(Collected data entries)
--- START ---

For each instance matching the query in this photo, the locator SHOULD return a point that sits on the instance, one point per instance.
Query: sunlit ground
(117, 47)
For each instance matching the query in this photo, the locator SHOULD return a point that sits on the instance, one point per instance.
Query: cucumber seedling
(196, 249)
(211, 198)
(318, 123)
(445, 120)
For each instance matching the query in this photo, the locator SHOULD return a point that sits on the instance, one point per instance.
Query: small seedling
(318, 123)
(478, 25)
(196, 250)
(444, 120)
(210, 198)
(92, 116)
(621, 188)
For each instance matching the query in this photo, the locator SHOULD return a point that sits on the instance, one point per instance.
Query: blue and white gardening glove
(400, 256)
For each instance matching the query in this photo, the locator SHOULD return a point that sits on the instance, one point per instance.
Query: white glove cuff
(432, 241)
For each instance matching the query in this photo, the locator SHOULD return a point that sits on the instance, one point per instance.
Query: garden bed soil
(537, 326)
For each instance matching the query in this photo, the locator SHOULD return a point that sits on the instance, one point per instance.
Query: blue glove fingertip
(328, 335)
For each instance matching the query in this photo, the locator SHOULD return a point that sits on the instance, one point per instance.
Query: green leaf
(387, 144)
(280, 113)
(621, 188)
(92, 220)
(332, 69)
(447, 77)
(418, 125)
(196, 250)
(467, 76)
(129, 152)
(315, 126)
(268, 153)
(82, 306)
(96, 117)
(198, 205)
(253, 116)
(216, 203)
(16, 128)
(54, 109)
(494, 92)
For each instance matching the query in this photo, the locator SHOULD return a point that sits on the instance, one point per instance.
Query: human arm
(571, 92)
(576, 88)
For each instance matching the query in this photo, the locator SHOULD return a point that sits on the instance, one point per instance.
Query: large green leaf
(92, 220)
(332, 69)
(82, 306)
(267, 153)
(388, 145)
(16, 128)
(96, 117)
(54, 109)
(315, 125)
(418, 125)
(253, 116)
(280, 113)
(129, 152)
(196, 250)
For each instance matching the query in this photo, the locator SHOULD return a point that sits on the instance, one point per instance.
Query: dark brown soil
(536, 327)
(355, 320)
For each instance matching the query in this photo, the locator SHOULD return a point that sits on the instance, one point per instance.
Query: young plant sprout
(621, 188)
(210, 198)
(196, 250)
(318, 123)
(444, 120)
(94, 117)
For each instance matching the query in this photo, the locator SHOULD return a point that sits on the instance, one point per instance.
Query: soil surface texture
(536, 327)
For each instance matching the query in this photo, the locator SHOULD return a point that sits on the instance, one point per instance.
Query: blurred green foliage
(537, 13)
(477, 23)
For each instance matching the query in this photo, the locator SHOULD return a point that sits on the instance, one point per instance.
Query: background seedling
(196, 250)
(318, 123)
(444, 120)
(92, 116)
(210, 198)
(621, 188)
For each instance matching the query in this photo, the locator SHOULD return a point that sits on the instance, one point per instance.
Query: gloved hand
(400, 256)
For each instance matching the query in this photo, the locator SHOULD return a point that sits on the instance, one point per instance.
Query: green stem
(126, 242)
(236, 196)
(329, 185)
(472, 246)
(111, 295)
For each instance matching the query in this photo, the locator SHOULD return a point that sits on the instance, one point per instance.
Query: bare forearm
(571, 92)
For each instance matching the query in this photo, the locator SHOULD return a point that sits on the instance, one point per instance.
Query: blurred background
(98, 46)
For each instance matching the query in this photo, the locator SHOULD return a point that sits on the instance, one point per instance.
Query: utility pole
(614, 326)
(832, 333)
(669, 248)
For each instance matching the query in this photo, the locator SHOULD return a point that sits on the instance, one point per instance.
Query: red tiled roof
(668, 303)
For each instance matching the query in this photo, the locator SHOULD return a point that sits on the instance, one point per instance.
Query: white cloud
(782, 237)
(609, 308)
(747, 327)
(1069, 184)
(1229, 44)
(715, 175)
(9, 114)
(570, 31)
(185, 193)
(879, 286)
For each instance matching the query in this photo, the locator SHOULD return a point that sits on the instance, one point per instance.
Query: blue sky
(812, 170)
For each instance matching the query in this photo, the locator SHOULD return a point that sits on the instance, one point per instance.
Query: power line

--- END ---

Output the entries exactly. Leave nothing out.

Your response:
For each instance matching the query in this photo, the locator SHOULD return a point that sits on the instance, one point per instance.
Query: sunlit ground
(117, 47)
For each instance matching the query in this photo, the locator SHOULD return a point that sits on the instance, one point per instance.
Query: cucumber seedling
(196, 249)
(211, 198)
(318, 123)
(445, 120)
For each instance matching the query in this photo, the locator SHOULD return a point that sits on the instance, one point per instance.
Query: small seedling
(318, 123)
(478, 25)
(196, 250)
(444, 120)
(210, 198)
(92, 116)
(621, 188)
For each instance matching the query in this photo, the locator SHOULD return a point that sits on the instance, one point per instance.
Query: blue and white gardening glove
(400, 256)
For each instance matching the query in this photo, the locator SHOULD return a point that sits on the instance, one point per instance.
Query: white glove cuff
(432, 241)
For each instance matching the query in this photo, the locator SHOULD return a point that sits on the instance, one point per instance.
Query: garden bed soil
(537, 326)
For each instance matching the query in this photo, the locator SHOULD return a point that sits on the instance, one point per instance.
Query: blue glove fingertip
(328, 335)
For each instance matching the query in this photo, the locator SHOULD return a point that sits on the instance, one point per instance.
Query: green leaf
(387, 144)
(280, 113)
(621, 188)
(92, 220)
(332, 69)
(447, 77)
(418, 125)
(196, 250)
(467, 76)
(129, 152)
(315, 126)
(268, 153)
(82, 306)
(96, 117)
(198, 205)
(253, 116)
(216, 203)
(16, 128)
(54, 109)
(494, 92)
For each instance matching the query in this photo, the locator SHOULD return a point that sits on the instance, one point per instance.
Query: human arm
(571, 92)
(576, 88)
For each instance matching the query in this photo, the locator SHOULD return a point that sits on the instance, one point per instance.
Query: large green leaf
(92, 220)
(332, 69)
(82, 306)
(267, 153)
(388, 145)
(16, 128)
(96, 117)
(54, 109)
(315, 125)
(418, 125)
(253, 116)
(280, 113)
(129, 152)
(196, 250)
For each instance matching the query in this photo, the locator SHOULD return a point that sits on the instance, one point per instance.
Query: dark brown soil
(536, 327)
(355, 320)
For each instance matching the query in this photo, the locator SHOULD return a point that sits on the instance, one point per instance.
Query: young plant sprout
(621, 188)
(210, 198)
(196, 250)
(318, 123)
(444, 120)
(94, 117)
For each instance matching the query in this photo, the locator SHOULD return a point that sits on the instance, one point per instance.
Query: soil surface texture
(536, 327)
For each instance matching the query in this photo, the locator SHOULD return a point that sits on the instance, one point per instance.
Query: blurred green foliage
(537, 13)
(477, 23)
For each instance matching the query in this photo, the locator SHOULD return a point that sits on the instance, one point per instance.
Query: background seedling
(196, 250)
(318, 123)
(444, 120)
(92, 116)
(210, 198)
(621, 188)
For each instance matching the query in this photo, the locator SHOULD return a point that sits on the instance, one point per instance.
Query: gloved hand
(400, 256)
For each instance matching the query in this photo, the locator SHOULD return a point that sits on the instance, one point per instance.
Query: green stem
(126, 242)
(236, 196)
(329, 185)
(472, 246)
(111, 295)
For each instance matching the query in this photo, the locator SHOULD return a point that sits on the instance, one point per instance.
Query: bare forearm
(571, 92)
For each instance matching the query in this photo, the locator SHOULD return a point that sits on the instance, one point per instance.
Query: blurred background
(98, 46)
For each instance matching the query in this photo, the locator SHOULD return a point that sits on the instance, one point per instance.
Query: utility pole
(614, 326)
(832, 333)
(669, 248)
For each instance matching the query in this photo, the locator SHOULD return a point that sits on the instance, one point per instance.
Query: red tiled roof
(668, 303)
For each instance matching the query in this photo, the locator SHOULD return a point that sits on the instance, one point per instance.
Query: white cloud
(782, 237)
(609, 308)
(747, 327)
(1069, 184)
(1229, 44)
(715, 175)
(9, 114)
(570, 31)
(185, 193)
(879, 286)
For each instance matching the query in this photo, the locator SHOULD return a point that sits on the instance, one point per instance.
Query: blue sky
(812, 170)
For each instance matching the query in this photo, the locator SHOULD return a point that sits on the instance, one point per instance.
Query: power line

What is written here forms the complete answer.